Goals
**1)** According to the Hedeby harbour text, in what year did underwater archaeological surveys in the harbour area begin?
**2)** List every category of find that the Hedeby harbour text names as part of Hedeby's archaeological assemblage.
**3)** Reproduce the Hedeby harbour text word for word, starting with "Underwater archaeological surveys" and going on through "in Orosius’ Historiae.".

Source extract
▽

Underwater archaeological surveys in Hedeby’s harbour area began as early as 1933, but the most extensive results were produced during the 1979/’80 excavation of the harbour, which offered major insights into the pier structure and Viking Age shipwrecks. Hedeby was one of the major commercial centres of Viking Age Scandinavia, an emporium, embedded in a long-distance maritime trade network with a reach ranging from Iceland to Byzantium. Aside from the rich archaeological assemblage of commodities, artwork and handicrafts from all corners of the then-known world, Hedeby’s significance as an international trading place is also reflected in early medieval written sources, like the 9th-century voyage of the Anglo-Saxon seafarer Wulfstan to Hedeby, recorded in Orosius’ Historiae.

△

Material

▽

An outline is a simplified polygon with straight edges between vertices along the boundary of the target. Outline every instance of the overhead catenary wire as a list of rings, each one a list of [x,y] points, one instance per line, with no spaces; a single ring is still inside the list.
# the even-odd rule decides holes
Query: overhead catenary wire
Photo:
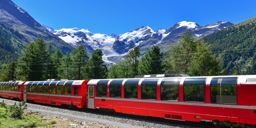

△

Solutions per task
**1)** 1933

**2)** Commodities, artwork, and handicrafts

**3)**
Underwater archaeological surveys in Hedeby’s harbour area began as early as 1933, but the most extensive results were produced during the 1979/’80 excavation of the harbour, which offered major insights into the pier structure and Viking Age shipwrecks. Hedeby was one of the major commercial centres of Viking Age Scandinavia, an emporium, embedded in a long-distance maritime trade network with a reach ranging from Iceland to Byzantium. Aside from the rich archaeological assemblage of commodities, artwork and handicrafts from all corners of the then-known world, Hedeby’s significance as an international trading place is also reflected in early medieval written sources, like the 9th-century voyage of the Anglo-Saxon seafarer Wulfstan to Hedeby, recorded in Orosius’ Historiae.